## Text provided
──────────
There was a time when a truly nasty comment online still caused a pause. Someone would call it out. Someone would say this is too much. Someone would at least acknowledge that a line had been crossed. Now it just blends into the feed, sandwiched between memes and news updates, ordinary enough to scroll past without thinking twice.

We like to pretend the internet suddenly got worse. That something snapped. That discourse collapsed overnight. But most of what we are seeing now did not appear all at once. It settled in slowly, becoming familiar enough that cruelty stopped feeling like a problem and started feeling like the price of being online.

In Sri Lanka, this shift is hard to miss. Scroll through any political post, and you will see how quickly things turn personal. Not critical. Not analytical. Personal. Bodies, language, sex, worth. The escalation is fast and predictable, and what is more unsettling than the comments themselves is how little they surprise us anymore. Cruelty has not become louder. It has become easier.

When Being Mean Became the Fastest Way to Get Noticed

Social media rewards reaction, not reflection. The sharpest comment floats to the top. The cruellest joke gets the most engagement. The angriest take travels furthest. Over time, this trains behaviour. People stop trying to make a point and start trying to land a hit.

Politics thrives in this environment. Complex issues do not perform well online. Insults do. Humiliation does. Reducing a person to a punchline does. Somewhere along the way, argument was replaced by performance, and cruelty became a shortcut to relevance.

This is not just a Sri Lankan problem. Globally, studies by organisations like the Pew Research Centre have shown that hostile political content spreads faster and wider than measured discussion. Platforms are built to reward intensity. Nuance does not stand a chance.
──────────
## Supplied material

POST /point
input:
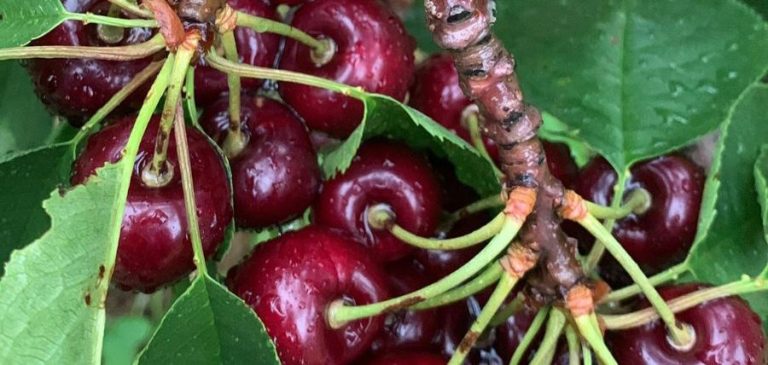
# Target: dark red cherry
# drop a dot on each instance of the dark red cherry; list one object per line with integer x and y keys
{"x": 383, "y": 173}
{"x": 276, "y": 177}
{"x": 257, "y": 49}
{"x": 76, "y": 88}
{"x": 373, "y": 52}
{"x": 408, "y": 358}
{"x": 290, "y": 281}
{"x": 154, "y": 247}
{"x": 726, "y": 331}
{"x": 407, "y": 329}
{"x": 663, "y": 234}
──────────
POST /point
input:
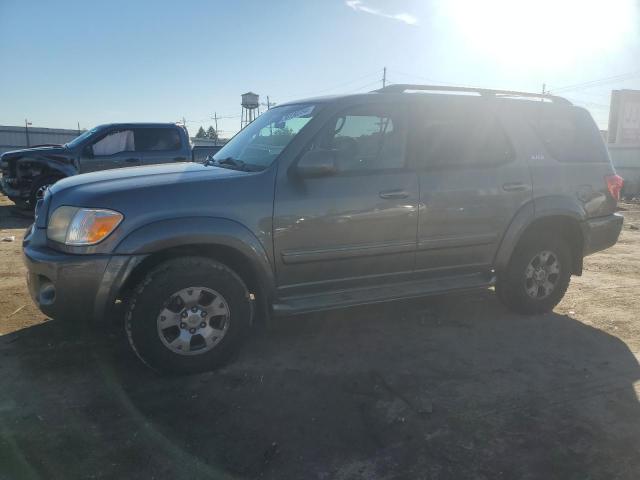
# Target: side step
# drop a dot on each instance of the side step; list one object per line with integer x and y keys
──────────
## The request
Extend the text on online cruelty in political discussion, picking up right after its last sentence and keeping its voice.

## Output below
But in Sri Lanka, where political conversations are already charged with history, frustration, and distrust, the result is particularly ugly. Comment sections feel less like debate and more like release valves. Anger spills out unchecked. And cruelty, once it proves effective, gets repeated.

Politics Didn’t Create This, But It Benefits From It

Political critique is necessary. Anger can be justified. Dissent is healthy. None of that is the problem.

The problem is how easily criticism slides into something else entirely. Sexualised remarks framed as jokes. Attacks on appearance passed off as commentary. Threats softened by sarcasm. When called out, these are defended as passion, humour, or the rough-and-tumble nature of politics.

Women in public life experience this most visibly. Their politics are debated through their bodies. Their credibility is undermined through sexualised language. The expectation is not safety, but resilience. If you choose visibility, you are expected to absorb the abuse quietly.

This is not unique to Sri Lanka. Amnesty International has documented how online harassment disproportionately targets women and marginalised voices in politics across the world, pushing many to disengage entirely. The abuse is rarely framed as violence. It is treated as background noise.

In Sri Lanka, that normalisation has consequences. When cruelty becomes routine, fewer people are willing to step into public discourse. Not because they lack opinions, but because the cost of expressing them feels too high.

The Distance That Makes Everything Worse

Screens make cruelty feel abstract. You do not see the reaction on someone’s face. You do not hear the silence after a comment lands. You do not witness the accumulation of harm.

This distance changes behaviour. People say things online they would never say out loud. Not because they believe them more strongly, but because the consequences feel diluted.

Responsibility spreads thin in a crowd. Pile-ons form without anyone feeling fully accountable.
Globally, researchers have linked prolonged exposure to hostile online environments with increased anxiety, emotional exhaustion, and withdrawal from public participation. When cruelty becomes the dominant tone, people do not toughen up. They disappear.

You see this play out locally all the time. Accounts go quiet. Opinions soften. Voices retreat into private group chats where things feel safer. Silence is mistaken for apathy, when it is often just self-preservation.

The Free Speech Argument, Selectively Applied

Cruelty online is frequently defended using the language of free speech. The argument is familiar. If you cannot handle it, stay offline. If you choose to speak publicly, expect backlash. This is just how the internet works.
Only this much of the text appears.